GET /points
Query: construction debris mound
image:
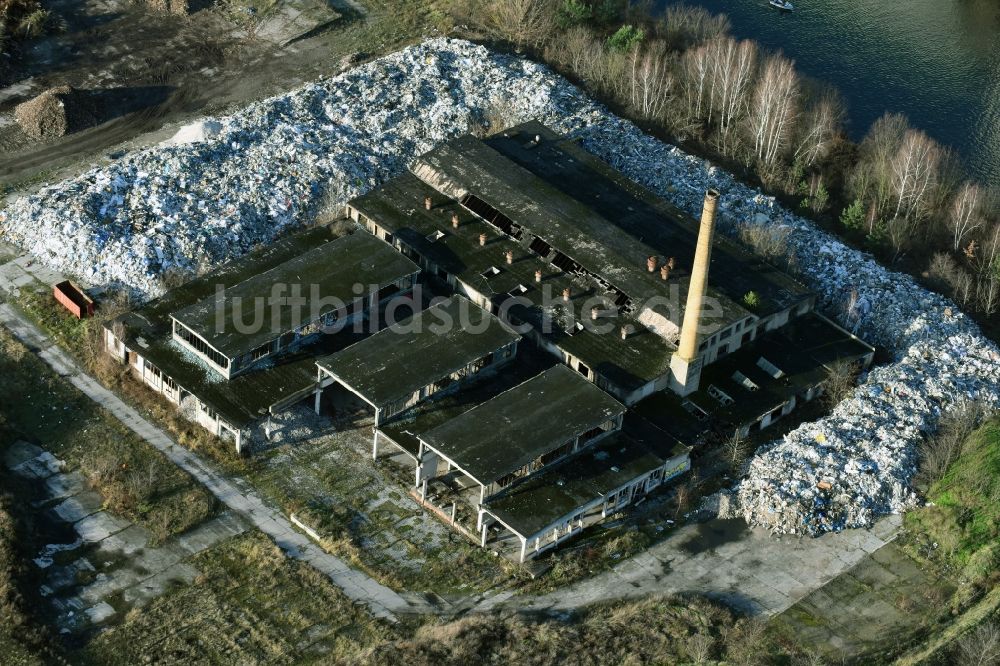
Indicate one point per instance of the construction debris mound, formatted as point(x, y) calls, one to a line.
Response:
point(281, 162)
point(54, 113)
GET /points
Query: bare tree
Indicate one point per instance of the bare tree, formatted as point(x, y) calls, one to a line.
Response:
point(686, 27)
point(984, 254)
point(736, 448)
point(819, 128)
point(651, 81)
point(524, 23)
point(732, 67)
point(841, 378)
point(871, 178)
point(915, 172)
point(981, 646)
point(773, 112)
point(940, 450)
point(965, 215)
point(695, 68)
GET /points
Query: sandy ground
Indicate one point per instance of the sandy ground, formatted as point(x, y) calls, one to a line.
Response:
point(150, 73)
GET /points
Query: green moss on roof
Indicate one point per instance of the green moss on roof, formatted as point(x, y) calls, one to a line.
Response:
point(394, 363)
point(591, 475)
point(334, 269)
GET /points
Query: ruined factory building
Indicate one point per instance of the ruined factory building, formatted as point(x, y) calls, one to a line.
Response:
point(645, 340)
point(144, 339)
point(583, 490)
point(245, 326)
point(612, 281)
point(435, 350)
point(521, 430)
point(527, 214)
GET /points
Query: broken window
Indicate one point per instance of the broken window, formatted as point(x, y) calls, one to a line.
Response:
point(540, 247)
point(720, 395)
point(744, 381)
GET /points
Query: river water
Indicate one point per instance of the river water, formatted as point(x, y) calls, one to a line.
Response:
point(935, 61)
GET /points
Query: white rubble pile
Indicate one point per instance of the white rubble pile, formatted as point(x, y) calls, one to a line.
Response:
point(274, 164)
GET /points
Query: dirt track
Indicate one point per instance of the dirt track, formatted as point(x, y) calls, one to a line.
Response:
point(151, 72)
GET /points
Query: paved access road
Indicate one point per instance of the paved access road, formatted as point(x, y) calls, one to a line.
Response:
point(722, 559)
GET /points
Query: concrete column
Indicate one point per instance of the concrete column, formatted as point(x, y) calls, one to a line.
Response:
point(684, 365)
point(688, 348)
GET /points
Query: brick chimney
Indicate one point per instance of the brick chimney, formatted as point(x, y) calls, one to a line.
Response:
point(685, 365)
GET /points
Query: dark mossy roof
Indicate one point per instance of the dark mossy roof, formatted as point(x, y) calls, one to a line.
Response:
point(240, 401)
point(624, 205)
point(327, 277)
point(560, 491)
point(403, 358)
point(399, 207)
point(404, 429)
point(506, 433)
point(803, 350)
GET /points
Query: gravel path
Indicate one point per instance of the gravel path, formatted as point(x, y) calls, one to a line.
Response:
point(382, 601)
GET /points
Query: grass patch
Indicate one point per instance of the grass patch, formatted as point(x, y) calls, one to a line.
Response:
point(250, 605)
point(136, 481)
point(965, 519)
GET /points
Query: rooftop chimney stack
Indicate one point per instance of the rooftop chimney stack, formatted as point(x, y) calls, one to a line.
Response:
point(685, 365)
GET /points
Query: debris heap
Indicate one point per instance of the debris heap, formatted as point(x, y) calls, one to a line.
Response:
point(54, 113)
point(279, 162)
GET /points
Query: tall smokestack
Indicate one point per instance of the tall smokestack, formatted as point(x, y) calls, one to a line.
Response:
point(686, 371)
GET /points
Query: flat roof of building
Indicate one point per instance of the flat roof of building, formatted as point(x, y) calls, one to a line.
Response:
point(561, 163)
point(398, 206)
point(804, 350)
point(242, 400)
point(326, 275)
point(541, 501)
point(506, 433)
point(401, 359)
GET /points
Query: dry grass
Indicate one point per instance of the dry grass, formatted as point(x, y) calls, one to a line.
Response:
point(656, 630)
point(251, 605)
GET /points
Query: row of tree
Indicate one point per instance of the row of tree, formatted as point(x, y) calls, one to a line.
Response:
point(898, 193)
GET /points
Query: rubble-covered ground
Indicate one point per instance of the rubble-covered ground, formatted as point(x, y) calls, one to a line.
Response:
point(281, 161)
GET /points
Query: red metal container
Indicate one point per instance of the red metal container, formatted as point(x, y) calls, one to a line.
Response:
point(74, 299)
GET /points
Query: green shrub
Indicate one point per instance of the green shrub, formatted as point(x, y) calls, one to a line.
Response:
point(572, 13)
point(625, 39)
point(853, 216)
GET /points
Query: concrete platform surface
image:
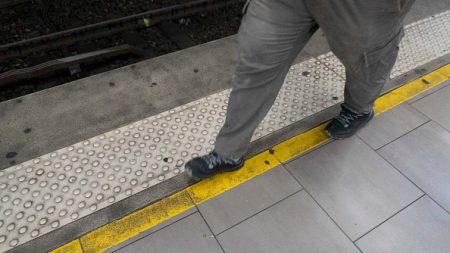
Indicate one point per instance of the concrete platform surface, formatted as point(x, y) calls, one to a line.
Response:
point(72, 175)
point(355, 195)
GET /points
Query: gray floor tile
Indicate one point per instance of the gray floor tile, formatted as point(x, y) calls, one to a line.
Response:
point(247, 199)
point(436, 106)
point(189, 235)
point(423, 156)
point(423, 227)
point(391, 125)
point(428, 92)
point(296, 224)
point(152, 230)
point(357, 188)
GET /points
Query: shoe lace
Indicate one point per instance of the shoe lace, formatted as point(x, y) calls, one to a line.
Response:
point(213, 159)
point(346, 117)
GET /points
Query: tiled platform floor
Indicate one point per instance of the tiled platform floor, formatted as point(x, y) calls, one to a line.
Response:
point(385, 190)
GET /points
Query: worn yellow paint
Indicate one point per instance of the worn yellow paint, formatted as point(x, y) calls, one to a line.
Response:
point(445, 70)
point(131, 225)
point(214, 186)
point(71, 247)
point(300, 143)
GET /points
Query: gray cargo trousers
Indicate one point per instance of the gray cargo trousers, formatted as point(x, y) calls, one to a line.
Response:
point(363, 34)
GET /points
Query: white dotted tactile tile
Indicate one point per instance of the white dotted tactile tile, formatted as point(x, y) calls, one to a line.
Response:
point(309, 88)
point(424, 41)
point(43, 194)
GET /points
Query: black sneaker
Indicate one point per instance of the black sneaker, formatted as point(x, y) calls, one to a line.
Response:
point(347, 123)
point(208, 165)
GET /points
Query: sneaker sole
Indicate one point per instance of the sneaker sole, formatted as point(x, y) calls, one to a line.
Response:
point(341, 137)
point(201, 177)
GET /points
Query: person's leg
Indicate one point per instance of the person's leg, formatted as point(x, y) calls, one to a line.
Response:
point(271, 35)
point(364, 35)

----

EXERCISE BRIEF
How many lines of the records contain the word "white"? Reply with the number only.

WRITTEN SOLUTION
4